Append substring preceding match and replacement to sb .

StringBuffer appendTail(StringBuffer sb )

Appends substring following end of match to sb .

int end( )

Index of the first character after the end of the match.

int end(int group )

Index of the first character after the text captured by group .

boolean find( )

Find the next match in the input string.

boolean find(int start )

Find the next match after character position, start .

String group( )

Text matched by this Pattern .

String group(int group )

Text captured by capture group, group .

int groupCount( )

Number of capturing groups in Pattern .

boolean lookingAt( )

True if match is at beginning of input.

boolean matches( )

Return true if Pattern matches entire input string.

Pattern pattern( )

Return Pattern object used by this Matcher .

String replaceAll(String replacement )

Replace every match with replacement .

String replaceFirst(String replacement )

Replace first match with replacement .

Matcher reset( )

Reset this matcher so that the next match starts at the beginning of the input string.

Matcher reset(CharSequence input )

Reset this matcher with new input .

int start( )

Index of first character matched.

int start(int group )

Index of first character matched in captured substring, group .

java.util.regex.PatternSyntaxException

implements Serializable

Description

Thrown to indicate a syntax error in a regular expression pattern.

(Entries labeling object positions)
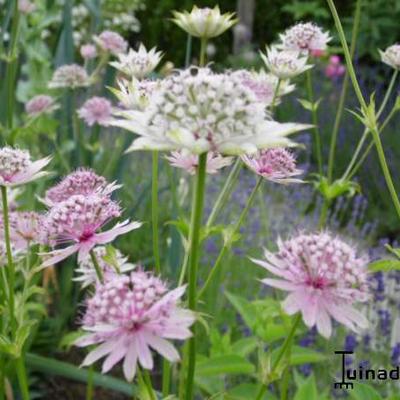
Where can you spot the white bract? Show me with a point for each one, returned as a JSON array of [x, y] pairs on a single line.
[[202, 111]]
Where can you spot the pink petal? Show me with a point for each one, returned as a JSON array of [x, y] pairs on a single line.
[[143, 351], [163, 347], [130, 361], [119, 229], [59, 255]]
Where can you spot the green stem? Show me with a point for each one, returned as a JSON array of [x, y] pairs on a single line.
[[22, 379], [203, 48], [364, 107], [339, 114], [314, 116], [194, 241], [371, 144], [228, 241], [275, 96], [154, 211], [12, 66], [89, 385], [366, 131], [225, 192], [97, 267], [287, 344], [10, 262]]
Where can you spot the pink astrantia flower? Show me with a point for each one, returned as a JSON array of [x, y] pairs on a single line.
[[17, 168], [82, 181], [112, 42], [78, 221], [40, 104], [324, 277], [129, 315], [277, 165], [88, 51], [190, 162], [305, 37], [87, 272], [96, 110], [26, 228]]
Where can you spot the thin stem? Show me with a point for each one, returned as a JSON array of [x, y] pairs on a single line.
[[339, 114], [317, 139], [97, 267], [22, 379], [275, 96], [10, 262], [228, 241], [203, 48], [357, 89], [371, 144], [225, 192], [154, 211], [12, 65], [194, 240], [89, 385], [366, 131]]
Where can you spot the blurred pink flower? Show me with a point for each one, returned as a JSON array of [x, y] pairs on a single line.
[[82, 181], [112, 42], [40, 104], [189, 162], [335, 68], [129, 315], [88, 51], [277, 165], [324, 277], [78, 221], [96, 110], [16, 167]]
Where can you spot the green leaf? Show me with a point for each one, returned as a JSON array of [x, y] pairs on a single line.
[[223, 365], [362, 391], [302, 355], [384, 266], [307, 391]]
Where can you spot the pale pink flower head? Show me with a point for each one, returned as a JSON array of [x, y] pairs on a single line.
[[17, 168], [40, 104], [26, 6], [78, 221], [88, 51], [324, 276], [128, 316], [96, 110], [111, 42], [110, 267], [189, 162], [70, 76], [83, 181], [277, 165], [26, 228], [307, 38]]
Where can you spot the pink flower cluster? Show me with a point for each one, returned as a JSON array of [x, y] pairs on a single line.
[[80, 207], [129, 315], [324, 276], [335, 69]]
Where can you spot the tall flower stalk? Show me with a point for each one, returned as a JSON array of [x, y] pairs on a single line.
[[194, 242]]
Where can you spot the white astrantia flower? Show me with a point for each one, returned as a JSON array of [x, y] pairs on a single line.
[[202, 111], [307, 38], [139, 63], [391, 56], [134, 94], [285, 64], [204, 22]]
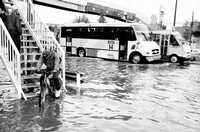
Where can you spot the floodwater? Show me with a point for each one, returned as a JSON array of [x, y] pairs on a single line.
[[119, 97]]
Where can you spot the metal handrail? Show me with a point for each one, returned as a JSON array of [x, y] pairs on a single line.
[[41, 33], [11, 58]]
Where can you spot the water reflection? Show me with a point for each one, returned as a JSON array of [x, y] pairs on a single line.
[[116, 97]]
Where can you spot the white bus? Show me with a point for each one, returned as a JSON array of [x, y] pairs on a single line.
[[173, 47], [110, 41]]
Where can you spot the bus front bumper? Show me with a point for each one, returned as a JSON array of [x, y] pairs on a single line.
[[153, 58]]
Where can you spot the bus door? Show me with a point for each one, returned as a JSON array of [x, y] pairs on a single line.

- _Given instruction 1_
In the Java Matcher method list, what does the lookingAt( ) method return true for?
- _Given instruction 2_
Please update the Java Matcher method list from "Append substring preceding" to "of the match.", putting "buffer" in place of "sb".
- _Given instruction 3_
Write what comes next in the Java Matcher method list.

- _Final answer 1_
When the match is at the beginning of the input.

- _Final answer 2_
Append substring preceding match and replacement to buffer .

StringBuffer appendTail(StringBuffer buffer )

Appends substring following end of match to buffer .

int end( )

Index of the first character after the end of the match.

- _Final answer 3_
Methods

PatternSyntaxException(String desc , String regex , int index )

Construct an instance of this class.

String getDescription( )

Return error description.

int getIndex( )

Return error index.

String getMessage( )

Return a multiline error message containing error description, index, regular expression pattern, and indication of the position of the error within the pattern.

String getPattern( )

Return the regular expression pattern that threw the exception.

java.lang.CharSequence

implemented by CharBuffer, String, StringBuffer

Description

Defines an interface for read-only access so that regular expression patterns may be applied to a sequence of characters.

Methods

char charAt(int index )

Return the character at the zero-based position, index .

int length( )

Return the number of characters in the sequence.

CharSequence subSequence(int start , int end )

Return a subsequence including the start index and excluding the end index.

String toString( )

Return a String representation of the sequence.

1.4.3 Unicode Support

This package supports Unicode 3.0, although \w , \W , \d , \D , \s , and \S support only ASCII. You can use the equivalent Unicode properties \p{L} , \P{L} , \p{Nd} , \P{Nd} , \p{Z} , and \P{Z} . The word boundary sequences, \b and \B , do understand Unicode.

For supported Unicode properties and blocks, see Table 1-2 . This package supports only the short property names, such as \p{Lu} , and not \p{Lowercase_Letter} . Block names require the In prefix and support only the name form without spaces or underscores; for example, \p{InGreekExtended} , not \p{In_Greek_Extended} or \p{In Greek Extended} .

1.4.4 Examples

Example 1-5. Simple match
//Match Spider-Man, Spiderman, SPIDER-MAN, etc.
public class StringRegexTest {
  public static void main(String[  ] args) throws Exception {
    String dailybugle = "Spider-Man Menaces City!";

    //regex must match entire string
    String regex = "(?i).*spider[- ]?man.*";
  
    if (dailybugle.matches(regex)) {
      //do something
    }  
  }
}

Example 1-6. Match and capture group
//Match dates formatted like MM/DD/YYYY, MM-DD-YY,...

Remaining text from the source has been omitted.